----- EXTRACTED MATERIAL -----

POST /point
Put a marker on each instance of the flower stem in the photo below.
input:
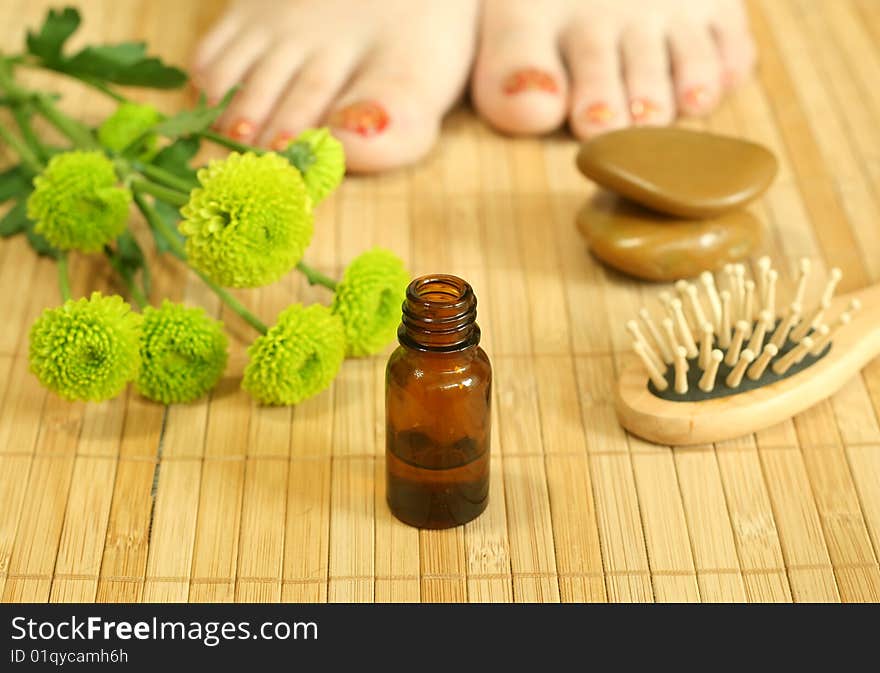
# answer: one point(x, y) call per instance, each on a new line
point(172, 196)
point(64, 277)
point(28, 158)
point(139, 297)
point(159, 224)
point(316, 277)
point(77, 133)
point(100, 86)
point(228, 143)
point(164, 177)
point(22, 118)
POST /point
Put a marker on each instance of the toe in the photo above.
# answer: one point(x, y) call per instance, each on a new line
point(519, 83)
point(310, 93)
point(390, 113)
point(696, 68)
point(382, 124)
point(214, 40)
point(736, 47)
point(647, 75)
point(230, 66)
point(598, 100)
point(260, 91)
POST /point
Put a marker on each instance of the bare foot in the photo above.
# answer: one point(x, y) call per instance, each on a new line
point(605, 64)
point(381, 73)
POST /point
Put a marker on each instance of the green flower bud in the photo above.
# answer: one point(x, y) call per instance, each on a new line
point(86, 349)
point(368, 299)
point(183, 353)
point(297, 358)
point(250, 222)
point(76, 204)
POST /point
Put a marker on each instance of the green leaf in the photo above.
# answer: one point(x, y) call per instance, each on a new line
point(126, 64)
point(193, 121)
point(14, 182)
point(49, 41)
point(301, 155)
point(176, 157)
point(15, 220)
point(171, 216)
point(129, 259)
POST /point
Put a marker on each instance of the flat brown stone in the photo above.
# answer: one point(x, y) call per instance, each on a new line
point(678, 171)
point(649, 245)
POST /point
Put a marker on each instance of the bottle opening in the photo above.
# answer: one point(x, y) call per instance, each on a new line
point(439, 314)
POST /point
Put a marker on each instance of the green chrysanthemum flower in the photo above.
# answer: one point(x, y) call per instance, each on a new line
point(76, 204)
point(368, 300)
point(298, 358)
point(128, 123)
point(183, 353)
point(250, 222)
point(325, 164)
point(86, 349)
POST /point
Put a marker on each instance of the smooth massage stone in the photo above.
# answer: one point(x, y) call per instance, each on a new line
point(649, 245)
point(678, 171)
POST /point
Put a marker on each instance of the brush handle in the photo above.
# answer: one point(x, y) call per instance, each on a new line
point(687, 423)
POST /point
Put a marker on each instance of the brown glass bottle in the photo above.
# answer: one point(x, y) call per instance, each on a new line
point(438, 388)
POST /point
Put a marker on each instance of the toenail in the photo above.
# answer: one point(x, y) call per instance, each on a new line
point(243, 128)
point(643, 109)
point(530, 79)
point(281, 141)
point(599, 114)
point(697, 98)
point(365, 118)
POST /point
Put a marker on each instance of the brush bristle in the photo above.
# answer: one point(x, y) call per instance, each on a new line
point(759, 337)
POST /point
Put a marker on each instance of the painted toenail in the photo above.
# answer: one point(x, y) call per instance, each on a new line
point(643, 109)
point(530, 79)
point(697, 98)
point(365, 118)
point(241, 129)
point(281, 141)
point(599, 114)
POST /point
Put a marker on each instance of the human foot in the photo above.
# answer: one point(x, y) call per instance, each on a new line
point(381, 73)
point(605, 64)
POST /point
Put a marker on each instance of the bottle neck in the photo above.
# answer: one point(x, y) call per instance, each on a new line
point(439, 315)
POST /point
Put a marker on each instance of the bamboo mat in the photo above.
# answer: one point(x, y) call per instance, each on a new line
point(226, 501)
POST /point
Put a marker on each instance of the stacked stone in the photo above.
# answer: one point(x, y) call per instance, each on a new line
point(672, 202)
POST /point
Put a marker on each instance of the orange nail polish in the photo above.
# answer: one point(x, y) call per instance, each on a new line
point(642, 109)
point(281, 141)
point(530, 79)
point(241, 129)
point(599, 114)
point(697, 98)
point(365, 118)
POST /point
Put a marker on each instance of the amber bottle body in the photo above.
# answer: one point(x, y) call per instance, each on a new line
point(438, 408)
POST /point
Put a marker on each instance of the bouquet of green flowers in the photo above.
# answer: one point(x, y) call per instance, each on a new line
point(239, 222)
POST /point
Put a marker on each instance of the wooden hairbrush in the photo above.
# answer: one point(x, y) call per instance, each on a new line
point(721, 363)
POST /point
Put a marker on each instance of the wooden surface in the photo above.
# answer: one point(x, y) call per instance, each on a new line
point(225, 501)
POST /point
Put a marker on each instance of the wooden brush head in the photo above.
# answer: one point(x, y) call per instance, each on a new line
point(718, 361)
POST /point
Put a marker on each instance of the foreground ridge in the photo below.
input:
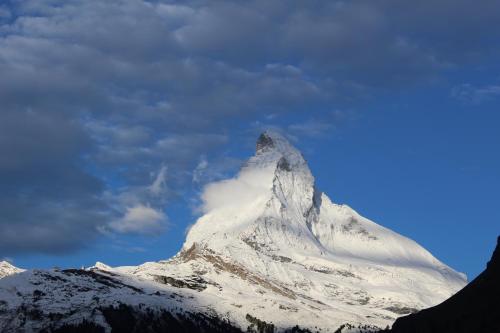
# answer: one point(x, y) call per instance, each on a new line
point(270, 253)
point(475, 308)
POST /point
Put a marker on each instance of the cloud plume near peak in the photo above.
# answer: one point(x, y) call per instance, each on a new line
point(97, 97)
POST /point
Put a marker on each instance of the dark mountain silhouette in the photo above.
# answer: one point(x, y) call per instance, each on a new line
point(474, 309)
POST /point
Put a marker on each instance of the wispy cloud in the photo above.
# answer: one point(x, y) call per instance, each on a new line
point(476, 95)
point(89, 117)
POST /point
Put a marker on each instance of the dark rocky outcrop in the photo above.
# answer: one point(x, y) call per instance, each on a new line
point(126, 319)
point(474, 309)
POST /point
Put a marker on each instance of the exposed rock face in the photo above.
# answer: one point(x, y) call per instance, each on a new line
point(475, 308)
point(270, 253)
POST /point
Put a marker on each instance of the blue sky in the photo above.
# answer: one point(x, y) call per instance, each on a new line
point(107, 141)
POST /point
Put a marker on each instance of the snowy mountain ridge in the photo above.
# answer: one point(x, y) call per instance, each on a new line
point(270, 248)
point(7, 269)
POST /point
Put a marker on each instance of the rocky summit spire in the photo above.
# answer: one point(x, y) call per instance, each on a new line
point(269, 248)
point(264, 142)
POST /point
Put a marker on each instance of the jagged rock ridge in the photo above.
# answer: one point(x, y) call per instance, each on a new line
point(473, 309)
point(270, 246)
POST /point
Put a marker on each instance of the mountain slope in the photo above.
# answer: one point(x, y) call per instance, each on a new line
point(7, 269)
point(473, 309)
point(270, 248)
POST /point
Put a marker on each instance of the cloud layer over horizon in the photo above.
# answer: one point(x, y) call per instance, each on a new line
point(110, 109)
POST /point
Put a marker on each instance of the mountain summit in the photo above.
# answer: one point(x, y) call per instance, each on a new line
point(270, 250)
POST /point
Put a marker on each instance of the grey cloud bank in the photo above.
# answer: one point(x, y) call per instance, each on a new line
point(91, 91)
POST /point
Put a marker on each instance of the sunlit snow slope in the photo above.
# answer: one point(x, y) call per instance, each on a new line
point(272, 245)
point(269, 246)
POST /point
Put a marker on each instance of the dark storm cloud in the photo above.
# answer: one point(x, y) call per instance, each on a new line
point(100, 100)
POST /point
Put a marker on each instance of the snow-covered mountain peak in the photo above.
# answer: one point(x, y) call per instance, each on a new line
point(269, 248)
point(274, 148)
point(7, 269)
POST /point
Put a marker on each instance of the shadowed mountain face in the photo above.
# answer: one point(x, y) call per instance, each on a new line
point(271, 253)
point(476, 308)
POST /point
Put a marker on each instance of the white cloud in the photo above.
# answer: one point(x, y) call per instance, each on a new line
point(249, 185)
point(159, 183)
point(476, 95)
point(140, 219)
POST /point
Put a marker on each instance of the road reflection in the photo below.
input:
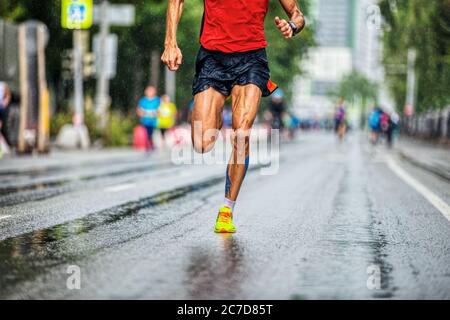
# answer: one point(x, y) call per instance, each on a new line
point(218, 274)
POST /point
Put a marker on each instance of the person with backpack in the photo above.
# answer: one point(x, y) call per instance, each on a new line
point(375, 124)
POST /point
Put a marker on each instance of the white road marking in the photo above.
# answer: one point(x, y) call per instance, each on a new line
point(121, 187)
point(437, 202)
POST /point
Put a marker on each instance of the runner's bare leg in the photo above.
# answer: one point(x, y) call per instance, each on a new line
point(245, 104)
point(206, 119)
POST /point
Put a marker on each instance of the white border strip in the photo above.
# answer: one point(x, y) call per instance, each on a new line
point(437, 202)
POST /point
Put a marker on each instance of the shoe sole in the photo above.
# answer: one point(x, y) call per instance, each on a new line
point(223, 231)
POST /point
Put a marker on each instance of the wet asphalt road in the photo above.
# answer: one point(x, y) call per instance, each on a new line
point(142, 228)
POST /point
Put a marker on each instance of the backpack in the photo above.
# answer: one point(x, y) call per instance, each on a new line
point(374, 120)
point(384, 121)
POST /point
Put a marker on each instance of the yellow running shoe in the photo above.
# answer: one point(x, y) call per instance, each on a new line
point(224, 223)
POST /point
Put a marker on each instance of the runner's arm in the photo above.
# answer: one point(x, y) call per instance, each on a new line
point(172, 56)
point(295, 15)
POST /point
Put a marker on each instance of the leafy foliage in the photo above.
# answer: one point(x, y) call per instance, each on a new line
point(424, 26)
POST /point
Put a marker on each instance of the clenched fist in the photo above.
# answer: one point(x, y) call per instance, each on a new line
point(284, 28)
point(172, 57)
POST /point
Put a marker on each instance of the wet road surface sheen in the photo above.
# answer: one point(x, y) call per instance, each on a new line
point(310, 232)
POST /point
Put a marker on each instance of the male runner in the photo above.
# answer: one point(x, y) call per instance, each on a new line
point(232, 61)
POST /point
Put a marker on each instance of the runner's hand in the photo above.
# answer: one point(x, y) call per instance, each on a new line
point(172, 57)
point(284, 27)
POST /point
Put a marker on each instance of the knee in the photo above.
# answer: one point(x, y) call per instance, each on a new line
point(203, 142)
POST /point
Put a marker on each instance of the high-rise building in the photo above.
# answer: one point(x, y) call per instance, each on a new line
point(348, 38)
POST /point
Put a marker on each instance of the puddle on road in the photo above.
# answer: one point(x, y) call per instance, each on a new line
point(216, 275)
point(26, 256)
point(14, 195)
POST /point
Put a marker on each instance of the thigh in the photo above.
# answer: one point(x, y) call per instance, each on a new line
point(208, 107)
point(245, 105)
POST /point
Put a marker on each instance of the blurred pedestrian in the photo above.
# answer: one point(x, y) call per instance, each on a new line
point(394, 120)
point(147, 112)
point(167, 115)
point(340, 120)
point(374, 124)
point(277, 108)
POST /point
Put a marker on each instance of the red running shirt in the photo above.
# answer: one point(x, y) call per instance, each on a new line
point(234, 25)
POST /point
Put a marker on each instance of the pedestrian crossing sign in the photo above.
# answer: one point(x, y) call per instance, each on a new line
point(77, 14)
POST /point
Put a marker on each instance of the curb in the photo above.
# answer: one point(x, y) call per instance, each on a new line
point(440, 173)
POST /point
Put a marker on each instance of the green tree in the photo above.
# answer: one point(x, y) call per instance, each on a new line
point(424, 26)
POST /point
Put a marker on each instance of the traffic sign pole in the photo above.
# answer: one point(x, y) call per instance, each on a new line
point(78, 77)
point(102, 98)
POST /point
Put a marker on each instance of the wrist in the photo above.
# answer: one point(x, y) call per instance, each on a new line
point(170, 45)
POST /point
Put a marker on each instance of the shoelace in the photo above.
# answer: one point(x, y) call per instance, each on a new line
point(225, 217)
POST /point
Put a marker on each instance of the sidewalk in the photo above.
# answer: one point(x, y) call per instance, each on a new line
point(433, 158)
point(64, 158)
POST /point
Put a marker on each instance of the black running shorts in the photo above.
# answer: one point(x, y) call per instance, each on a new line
point(222, 71)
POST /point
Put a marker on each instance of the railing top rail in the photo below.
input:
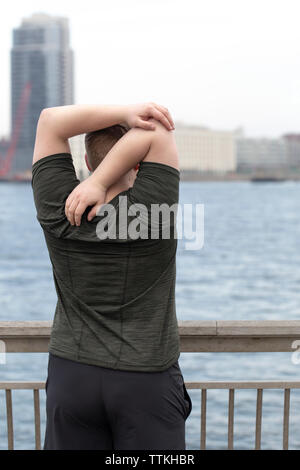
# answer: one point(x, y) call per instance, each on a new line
point(186, 328)
point(195, 336)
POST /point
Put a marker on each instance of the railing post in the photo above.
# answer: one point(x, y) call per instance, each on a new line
point(286, 416)
point(37, 419)
point(9, 417)
point(203, 420)
point(258, 418)
point(230, 418)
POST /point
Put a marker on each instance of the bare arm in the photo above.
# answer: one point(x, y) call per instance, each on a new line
point(56, 125)
point(136, 145)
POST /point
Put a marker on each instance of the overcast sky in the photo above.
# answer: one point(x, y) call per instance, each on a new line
point(222, 64)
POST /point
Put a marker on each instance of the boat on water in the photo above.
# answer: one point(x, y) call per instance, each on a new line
point(267, 179)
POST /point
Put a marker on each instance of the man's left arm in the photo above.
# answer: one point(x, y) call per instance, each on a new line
point(56, 125)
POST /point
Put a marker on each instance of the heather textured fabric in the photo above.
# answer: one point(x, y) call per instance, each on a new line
point(116, 297)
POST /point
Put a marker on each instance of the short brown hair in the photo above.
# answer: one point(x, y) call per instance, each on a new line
point(98, 143)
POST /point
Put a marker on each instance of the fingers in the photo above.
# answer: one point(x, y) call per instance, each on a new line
point(93, 212)
point(159, 116)
point(70, 212)
point(78, 213)
point(145, 124)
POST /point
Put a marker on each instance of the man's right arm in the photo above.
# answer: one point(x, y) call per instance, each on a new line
point(135, 146)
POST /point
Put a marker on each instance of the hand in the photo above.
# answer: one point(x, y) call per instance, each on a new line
point(137, 115)
point(87, 193)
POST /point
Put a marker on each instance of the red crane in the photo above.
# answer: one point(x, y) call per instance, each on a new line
point(6, 161)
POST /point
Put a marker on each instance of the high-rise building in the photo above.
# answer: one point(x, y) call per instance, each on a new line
point(42, 67)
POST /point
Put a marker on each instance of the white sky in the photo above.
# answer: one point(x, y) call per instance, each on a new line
point(219, 63)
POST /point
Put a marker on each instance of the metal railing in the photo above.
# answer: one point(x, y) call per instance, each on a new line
point(195, 336)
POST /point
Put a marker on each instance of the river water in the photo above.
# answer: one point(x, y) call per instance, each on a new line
point(247, 269)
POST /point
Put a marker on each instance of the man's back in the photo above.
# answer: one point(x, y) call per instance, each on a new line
point(116, 297)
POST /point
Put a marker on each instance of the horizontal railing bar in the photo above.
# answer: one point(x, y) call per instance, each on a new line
point(266, 384)
point(195, 336)
point(22, 385)
point(186, 328)
point(272, 384)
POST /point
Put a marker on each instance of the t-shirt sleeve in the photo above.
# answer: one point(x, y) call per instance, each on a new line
point(53, 179)
point(156, 183)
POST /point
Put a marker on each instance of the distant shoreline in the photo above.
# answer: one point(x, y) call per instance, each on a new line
point(265, 177)
point(187, 175)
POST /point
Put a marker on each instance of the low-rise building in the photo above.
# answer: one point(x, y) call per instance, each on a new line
point(205, 150)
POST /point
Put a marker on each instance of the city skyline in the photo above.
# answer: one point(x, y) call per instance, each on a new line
point(41, 76)
point(219, 66)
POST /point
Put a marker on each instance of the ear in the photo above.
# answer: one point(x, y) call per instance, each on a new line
point(87, 162)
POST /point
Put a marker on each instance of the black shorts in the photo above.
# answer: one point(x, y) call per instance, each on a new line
point(96, 408)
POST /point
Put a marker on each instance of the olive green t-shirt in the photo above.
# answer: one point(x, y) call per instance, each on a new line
point(115, 296)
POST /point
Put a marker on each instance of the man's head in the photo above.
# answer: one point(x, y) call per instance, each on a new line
point(98, 143)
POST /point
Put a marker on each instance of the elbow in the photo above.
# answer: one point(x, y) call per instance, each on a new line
point(45, 118)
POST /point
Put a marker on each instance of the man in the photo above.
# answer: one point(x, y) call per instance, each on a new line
point(114, 381)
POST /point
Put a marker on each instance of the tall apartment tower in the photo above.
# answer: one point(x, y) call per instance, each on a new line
point(42, 64)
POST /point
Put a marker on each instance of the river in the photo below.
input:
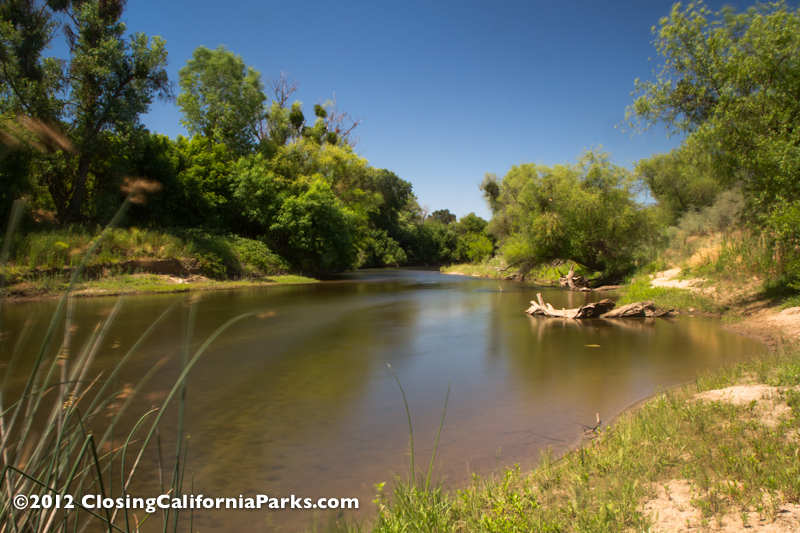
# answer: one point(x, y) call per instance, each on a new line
point(301, 401)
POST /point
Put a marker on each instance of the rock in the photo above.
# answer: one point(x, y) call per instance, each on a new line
point(594, 310)
point(638, 309)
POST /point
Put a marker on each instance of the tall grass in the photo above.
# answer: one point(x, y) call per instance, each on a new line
point(54, 443)
point(738, 466)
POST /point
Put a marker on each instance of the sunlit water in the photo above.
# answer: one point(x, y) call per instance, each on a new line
point(303, 402)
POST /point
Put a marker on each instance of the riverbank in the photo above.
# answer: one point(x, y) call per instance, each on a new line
point(716, 455)
point(138, 283)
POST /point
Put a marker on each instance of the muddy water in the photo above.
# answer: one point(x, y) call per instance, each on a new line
point(303, 403)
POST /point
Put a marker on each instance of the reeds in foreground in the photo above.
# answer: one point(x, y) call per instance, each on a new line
point(54, 445)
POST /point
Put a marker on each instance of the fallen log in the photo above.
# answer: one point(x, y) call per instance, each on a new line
point(634, 310)
point(602, 309)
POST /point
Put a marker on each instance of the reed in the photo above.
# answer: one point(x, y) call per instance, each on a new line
point(52, 434)
point(741, 467)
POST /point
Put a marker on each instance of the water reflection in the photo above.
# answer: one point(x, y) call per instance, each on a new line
point(301, 402)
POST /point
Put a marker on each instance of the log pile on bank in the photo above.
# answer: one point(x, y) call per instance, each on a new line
point(602, 309)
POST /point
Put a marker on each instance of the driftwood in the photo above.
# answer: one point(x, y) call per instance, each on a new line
point(601, 309)
point(592, 310)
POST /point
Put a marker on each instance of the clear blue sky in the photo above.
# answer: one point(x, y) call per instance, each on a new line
point(447, 90)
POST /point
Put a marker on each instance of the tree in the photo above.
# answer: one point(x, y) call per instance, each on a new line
point(222, 99)
point(107, 83)
point(444, 216)
point(315, 231)
point(730, 81)
point(585, 213)
point(680, 181)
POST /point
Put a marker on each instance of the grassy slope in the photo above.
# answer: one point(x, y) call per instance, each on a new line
point(41, 263)
point(738, 465)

-----

GIVEN INSTRUCTION: Which lines in the items above contain the word "reflection"? Show each of them in full.

SOLUTION FOR THIS TASK:
Put a marker on each instance of the road reflection in the photo below.
Put a marker on each instance of the water reflection in the photo above.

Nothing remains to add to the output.